Sizing components and calculating current and power

LEDs: You can use as many LEDs as you’d like provided that their combined forward voltage is less than the supply voltage minus VBE.

Power supply: Your input voltage needs to be at least the sum of the forward voltages of your LED string plus the minimum drop across the DRIVE transistor plus the VBE of your FEEDBACK transistor. Otherwise there won’t be enough voltage to turn on the LEDs.

Transistors: Anything NPN (or N-channel, if you’re using MOSFETs) you have handy has the potential to work. The most important thing to think about is how much voltage you’re expecting it to drop for you and what that means for power dissipation. This transistor will be acting in its linear region, so any voltage it doesn’t pass on from collector to emitter will turn into heat! For instance, let’s use an example of a 12V power supply and two white LEDs with a 3.2V forward voltage. The drive transistor will have to drop 12 V – (2 * 3.2 V + 0.6 V) = 5 V. If your target current is, say, 200 mA, then the transistor will be dissipating 5 V * 0.2 A = 1 watt of power. For some transistors this is no problem, but for others that’s a death sentence. Read your datasheet!

## SUPPLIED MATERIAL:
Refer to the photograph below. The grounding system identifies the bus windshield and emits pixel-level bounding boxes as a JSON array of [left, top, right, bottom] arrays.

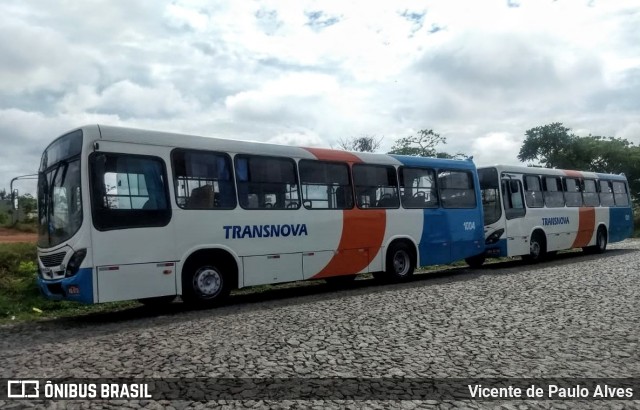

## TASK TO CARRY OUT:
Write the next part of the text on sizing LED driver components, picking up after its last sentence. The material has no connection to the text on sizing LED driver components.

## ANSWER TO THIS EXERCISE:
Sense resistor: This resistor sets the amount of current you want to pass through the LEDs. You can compute its value by taking the VBE of your FEEDBACK transistor and dividing by desired current. For instance, if you’re using a 2n2222A transistor with a VBE of 0.6 V, and you want to sink 200 mA of current, you would need a 3 ohm resistor. Power dissipation is straight forward, since you know the voltage and the current. Using our existing example, a 3 ohm sense resistor would see 0.6 V * 0.2 A = 0.12 watts. That’s small enough that you can use 1/4 watt resistors from a part kit with little worry.

Over-driving LEDs for brightness

Most of the time when I’m driving an LED, I do it with a simple ballast resistor, and that’s all there is to it. Lately, however, I’ve been working on a few LED matrix projects, and while it’s certainly possible to use the same simple resistor approach, this leads to a very dim display. (Since any given LED’s duty cycle is 1/N max, they appear much dimmer than they normally would.)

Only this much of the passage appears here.